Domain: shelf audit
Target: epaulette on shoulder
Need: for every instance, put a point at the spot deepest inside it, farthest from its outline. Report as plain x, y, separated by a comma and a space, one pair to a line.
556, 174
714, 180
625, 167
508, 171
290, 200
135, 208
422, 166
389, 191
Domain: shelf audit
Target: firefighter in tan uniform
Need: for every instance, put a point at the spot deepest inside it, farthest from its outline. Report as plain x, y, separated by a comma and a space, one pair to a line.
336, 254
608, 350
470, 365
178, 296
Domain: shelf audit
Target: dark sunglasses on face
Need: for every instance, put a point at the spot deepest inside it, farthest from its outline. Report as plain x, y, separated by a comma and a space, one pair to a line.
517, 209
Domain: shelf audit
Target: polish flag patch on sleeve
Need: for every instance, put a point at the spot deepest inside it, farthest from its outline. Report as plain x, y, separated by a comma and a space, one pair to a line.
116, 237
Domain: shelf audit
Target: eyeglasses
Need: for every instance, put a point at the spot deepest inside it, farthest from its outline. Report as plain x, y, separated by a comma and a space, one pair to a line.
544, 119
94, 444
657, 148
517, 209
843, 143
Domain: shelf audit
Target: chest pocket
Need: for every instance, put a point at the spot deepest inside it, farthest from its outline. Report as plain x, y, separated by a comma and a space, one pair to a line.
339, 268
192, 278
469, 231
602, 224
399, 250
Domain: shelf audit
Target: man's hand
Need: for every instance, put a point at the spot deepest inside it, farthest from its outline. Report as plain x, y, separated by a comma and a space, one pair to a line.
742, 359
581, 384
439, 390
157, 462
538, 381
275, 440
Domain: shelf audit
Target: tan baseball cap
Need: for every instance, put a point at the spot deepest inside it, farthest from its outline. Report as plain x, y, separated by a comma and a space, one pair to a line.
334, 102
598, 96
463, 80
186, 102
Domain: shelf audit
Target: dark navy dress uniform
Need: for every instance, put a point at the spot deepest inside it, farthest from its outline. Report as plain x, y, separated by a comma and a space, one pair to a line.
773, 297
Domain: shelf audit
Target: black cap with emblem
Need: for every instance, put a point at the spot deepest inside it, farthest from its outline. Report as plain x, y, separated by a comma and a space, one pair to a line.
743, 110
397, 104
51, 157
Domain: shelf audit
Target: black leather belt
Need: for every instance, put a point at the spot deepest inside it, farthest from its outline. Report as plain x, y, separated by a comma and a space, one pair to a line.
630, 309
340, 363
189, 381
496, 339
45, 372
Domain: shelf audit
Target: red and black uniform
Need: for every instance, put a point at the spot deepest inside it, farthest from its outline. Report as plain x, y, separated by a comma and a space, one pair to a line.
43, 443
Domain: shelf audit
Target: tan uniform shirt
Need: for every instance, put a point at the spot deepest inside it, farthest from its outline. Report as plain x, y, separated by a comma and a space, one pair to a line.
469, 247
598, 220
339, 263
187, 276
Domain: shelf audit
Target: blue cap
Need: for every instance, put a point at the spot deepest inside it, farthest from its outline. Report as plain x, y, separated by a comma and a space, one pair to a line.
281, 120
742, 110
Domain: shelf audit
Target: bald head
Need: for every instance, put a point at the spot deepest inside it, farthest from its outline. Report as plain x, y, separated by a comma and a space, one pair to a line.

> What needs to be done:
Type out the material again exactly as presented.

> Answer to this task:
Domain: shelf audit
Target: epaulette on shoulder
Need: for every instance, put a point at the spot deepest inside it, farthest from its outline. Report as plain x, y, separated by a comma and a space, one pair to a line.
556, 174
714, 180
625, 167
508, 171
290, 200
135, 208
422, 166
389, 191
Domain: shelf audit
Target: firefighter in tan uniform
Need: for every instance, put a point at the spot deepest inside it, farthest from its outline. Report as plain x, y, separated by a comma and a space, one pair to a line.
336, 254
608, 350
470, 365
178, 296
Domain: shelf audit
Target: dark sunglasses on face
Need: for every instance, put a point at the spot deepest inside it, farthest from its outline. Report as plain x, y, separated by a comma and a space, one pair to a line.
517, 209
Domain: shelf audit
Target: polish flag patch on sleeve
Need: for every instance, put a point at the spot deepest inside it, farthest from its outline. Report as plain x, y, separated by a comma and a space, one pair to a line.
116, 237
Domain: shelf audit
Target: eyeglasses
Need: for every instance, put a point at the spot deepest inside it, farthest from its outline. Report as plain x, y, separated by a comma and a space, one pair to a line.
544, 119
94, 444
657, 148
517, 209
843, 143
Domain: shelf audit
Target: chest pocket
Need: for every instance, put a point at the spot deepest inside it, farthest from its outline. Report as plain x, y, separated by a comma and a space, one pair to a line.
339, 268
192, 278
469, 231
602, 224
399, 250
Domain: shelf audit
Target: man's hand
Need: for every instance, put a point at the spot deepest inside it, farthest from its outline. Report as plain x, y, separated by a comma and a space, one pair to a line.
742, 359
581, 384
439, 390
157, 462
538, 381
275, 440
Domain: shelf audit
Target: tan baseball cap
Need: for every instance, put a point at the spot deepest inside it, farthest from its outline. Report as plain x, y, separated by a comma and a space, one pair to a line.
334, 102
598, 96
463, 80
186, 102
Domain: shelf audit
Target: dark navy dress uniform
Need: for every instance, put a point at the spot deepest inside it, farthest from its outline. Report as plain x, y, separated by a comma and a space, one pair to a line.
773, 297
Domain: shelf audit
Target: black cap with emblem
Need: for every instance, put a point at the spot deepest inside it, farthest from its outline. Report as plain x, y, separated by a comma and a space, one pair to a line.
743, 110
397, 104
51, 157
Domain: shelf audit
Target: black leather belt
Need: for every instance, put a point at the spot deepest inside it, farthest from its outline. Report as plain x, y, separated by a comma and a space, one pair to a line.
630, 309
340, 363
189, 381
496, 339
45, 372
Domain: shelf audit
Target: red and black uniform
Need: for every instance, put a point at the spot deepest inside it, farthest from its outline. Report as plain x, y, separated by a comma and a space, one pair to a line.
43, 443
Domain: shelf audit
Target: tan uniform shirt
Need: for every instance, put a point at the spot deepest inside it, farthest from its outline. Report as plain x, y, separated by a comma and a space, one pair to a line.
469, 247
598, 220
339, 263
187, 276
Domain: shelf audit
Target: blue cap
Need: for every instance, put a point at the spot deepest inside it, farthest from its outline. Report as plain x, y, separated by a comma and a space, one pair to a line.
281, 120
742, 110
Domain: shelf audit
Target: bald head
Need: for every instance, put a point at the spot deepest inside it, farthest from its outline. Report as plain x, y, separated by a comma and a space, one pair to a line.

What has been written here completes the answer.